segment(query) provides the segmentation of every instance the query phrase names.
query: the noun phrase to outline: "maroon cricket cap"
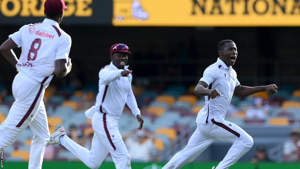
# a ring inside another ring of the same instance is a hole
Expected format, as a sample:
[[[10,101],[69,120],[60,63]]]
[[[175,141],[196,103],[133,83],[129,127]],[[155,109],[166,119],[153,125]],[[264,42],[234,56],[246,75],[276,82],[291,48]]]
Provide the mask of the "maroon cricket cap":
[[[44,7],[45,11],[52,14],[58,14],[67,8],[64,0],[46,0]]]
[[[131,52],[128,51],[129,48],[127,45],[122,43],[115,44],[110,47],[110,54],[111,55],[115,52],[124,52],[128,54],[131,54]]]

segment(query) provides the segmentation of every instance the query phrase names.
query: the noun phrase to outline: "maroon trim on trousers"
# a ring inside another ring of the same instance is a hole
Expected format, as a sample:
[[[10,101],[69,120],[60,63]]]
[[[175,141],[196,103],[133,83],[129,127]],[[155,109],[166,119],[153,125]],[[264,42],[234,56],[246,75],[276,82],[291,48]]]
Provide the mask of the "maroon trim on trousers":
[[[105,89],[104,90],[104,93],[103,94],[103,97],[102,98],[102,104],[101,106],[100,106],[100,112],[101,113],[103,112],[102,111],[102,104],[104,102],[104,99],[105,98],[105,96],[106,95],[106,92],[107,91],[107,88],[108,88],[108,85],[105,86]]]
[[[103,113],[103,125],[104,126],[104,130],[105,131],[106,136],[107,137],[108,140],[110,141],[110,144],[112,146],[113,149],[115,151],[116,151],[116,146],[115,146],[115,145],[113,144],[113,143],[112,142],[112,138],[110,137],[110,132],[108,131],[108,130],[107,129],[107,126],[106,124],[106,113]]]
[[[29,109],[28,110],[28,111],[27,111],[26,114],[25,114],[25,115],[24,116],[24,117],[23,117],[23,118],[22,118],[22,119],[21,120],[21,121],[19,122],[18,125],[16,126],[16,127],[21,127],[21,126],[22,125],[23,123],[24,122],[24,121],[25,121],[25,120],[26,120],[26,119],[28,117],[28,116],[29,116],[29,115],[30,115],[30,113],[31,113],[31,112],[32,111],[32,110],[33,110],[33,108],[34,108],[34,106],[35,106],[35,104],[38,101],[38,98],[40,97],[40,93],[42,92],[42,90],[43,90],[43,86],[44,86],[42,84],[41,84],[40,88],[40,90],[39,90],[38,91],[38,94],[37,94],[36,96],[35,97],[35,98],[34,98],[34,100],[33,100],[33,102],[32,103],[32,104],[31,104],[31,106],[30,106],[30,107],[29,108]]]
[[[238,138],[240,138],[240,136],[241,136],[241,135],[238,133],[236,131],[235,131],[229,128],[228,126],[225,125],[225,124],[223,124],[223,123],[218,123],[217,121],[214,121],[214,119],[213,118],[212,119],[212,122],[213,123],[218,125],[220,127],[223,128],[225,129],[225,130],[228,131],[229,132],[230,132],[231,133],[234,134]]]
[[[208,86],[208,89],[212,89],[212,83],[211,83]],[[209,115],[209,100],[210,100],[210,97],[209,96],[208,96],[208,105],[207,105],[207,117],[206,117],[206,120],[205,121],[206,122],[206,124],[208,123],[208,116]]]
[[[58,29],[57,27],[56,27],[54,25],[52,25],[53,27],[55,29],[55,30],[56,31],[56,32],[57,32],[57,34],[58,34],[58,37],[60,37],[60,35],[62,35],[62,33],[60,32],[60,31],[59,31],[59,29]]]

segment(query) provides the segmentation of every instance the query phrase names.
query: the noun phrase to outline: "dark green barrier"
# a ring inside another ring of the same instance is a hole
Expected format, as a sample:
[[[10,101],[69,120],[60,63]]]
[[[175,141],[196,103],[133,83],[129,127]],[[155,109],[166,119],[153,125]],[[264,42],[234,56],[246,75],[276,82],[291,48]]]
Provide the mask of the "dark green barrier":
[[[193,163],[185,165],[182,169],[211,169],[213,166],[216,166],[218,162]],[[133,163],[133,169],[160,169],[165,163]],[[28,168],[28,163],[5,162],[4,168],[22,169]],[[116,168],[112,163],[104,163],[100,169],[114,169]],[[88,169],[82,163],[76,162],[45,161],[43,169]],[[254,164],[249,163],[238,163],[230,167],[230,169],[300,169],[300,163],[263,163]]]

·····

Transcribe the full listing character for character. Pictures are excluded.

segment(query) provides the segmentation of every instance the query phrase names.
query: the noun phrase to outline: "maroon cricket cap"
# a ring inside another ring of the same instance is a hole
Expected format, as a sample:
[[[10,101],[69,120],[60,63]]]
[[[175,141],[196,103],[133,83],[129,127]],[[155,109],[166,119],[153,125]],[[264,42],[234,56],[246,75],[276,82],[291,48]]]
Provide the mask of the "maroon cricket cap":
[[[44,7],[45,11],[52,14],[58,14],[67,8],[64,0],[46,0]]]
[[[131,52],[128,51],[129,48],[127,45],[122,43],[115,44],[110,47],[110,54],[111,55],[115,52],[124,52],[128,54],[131,54]]]

segment(query) provides the segmentation of every instance the query phrase names.
query: the noun phrase to outline: "maroon trim on trousers"
# a ring inside another ring of the same instance is a hole
Expected format, as a sample:
[[[10,101],[69,120],[60,63]]]
[[[175,141],[196,103],[133,83],[129,127]],[[155,109],[166,119],[153,125]],[[264,42],[234,56],[246,75],[276,82],[291,48]]]
Provide the mask of the "maroon trim on trousers":
[[[105,89],[104,90],[104,93],[103,94],[103,97],[102,98],[102,104],[101,106],[100,106],[100,112],[101,113],[103,112],[102,111],[102,104],[104,102],[104,99],[105,98],[105,96],[106,95],[106,92],[107,91],[107,88],[108,88],[108,85],[105,86]]]
[[[103,113],[103,125],[104,126],[104,130],[105,131],[106,136],[107,137],[108,140],[110,141],[110,144],[112,146],[113,149],[115,151],[116,151],[116,146],[115,146],[115,145],[113,144],[113,143],[112,142],[112,138],[110,137],[110,132],[108,131],[108,130],[107,129],[107,126],[106,124],[106,113]]]
[[[29,109],[28,110],[28,111],[27,111],[26,114],[25,114],[25,115],[24,116],[24,117],[23,117],[23,118],[22,118],[22,119],[21,120],[21,121],[19,122],[18,125],[16,126],[16,127],[21,127],[21,126],[22,125],[23,123],[24,122],[24,121],[25,121],[25,120],[26,120],[26,119],[28,117],[28,116],[29,116],[29,115],[30,115],[30,113],[31,113],[31,112],[32,111],[32,110],[33,110],[33,108],[34,108],[34,106],[35,106],[35,104],[38,101],[38,98],[40,97],[40,93],[42,92],[42,90],[43,90],[43,86],[44,86],[42,84],[41,84],[40,88],[40,90],[39,90],[38,91],[38,94],[37,94],[36,96],[35,97],[35,98],[34,98],[34,100],[33,100],[33,102],[32,103],[32,104],[31,104],[31,106],[30,106],[30,107],[29,108]]]
[[[238,138],[240,138],[240,136],[241,136],[241,135],[238,133],[236,131],[235,131],[229,128],[228,126],[225,125],[225,124],[223,124],[223,123],[218,123],[217,121],[214,121],[214,119],[213,118],[212,119],[212,122],[213,123],[218,125],[220,127],[223,128],[225,129],[225,130],[228,131],[229,132],[230,132],[231,133],[234,134]]]
[[[208,86],[208,89],[212,89],[212,83],[211,83]],[[209,115],[209,100],[210,100],[210,97],[209,96],[208,96],[208,105],[207,105],[207,117],[206,117],[206,120],[205,121],[206,122],[206,124],[208,123],[208,116]]]
[[[58,29],[57,27],[56,27],[54,25],[52,25],[53,27],[55,29],[55,30],[56,31],[56,32],[57,32],[57,34],[58,34],[58,37],[60,37],[60,35],[62,35],[62,33],[60,32],[60,31],[59,31],[59,29]]]

segment(query) provides the segmentation of every instance the query phrase names.
query: the noun phrase to outline: "dark green barrier"
# a ring inside another ring of the same instance is a hole
Expected format, as a sample:
[[[10,101],[69,120],[60,63]]]
[[[175,141],[196,103],[133,83],[129,127]],[[155,109],[166,119],[153,125]],[[264,42],[234,56],[246,75],[276,82],[291,48]]]
Provide the mask of the "dark green barrier":
[[[193,163],[185,165],[182,169],[211,169],[213,166],[216,166],[218,162]],[[133,163],[133,169],[160,169],[165,163]],[[28,168],[28,163],[5,162],[4,168],[22,169]],[[116,168],[112,163],[104,163],[100,169],[114,169]],[[88,169],[82,163],[76,162],[45,161],[43,169]],[[254,164],[249,163],[238,163],[230,167],[230,169],[300,169],[300,163],[263,163]]]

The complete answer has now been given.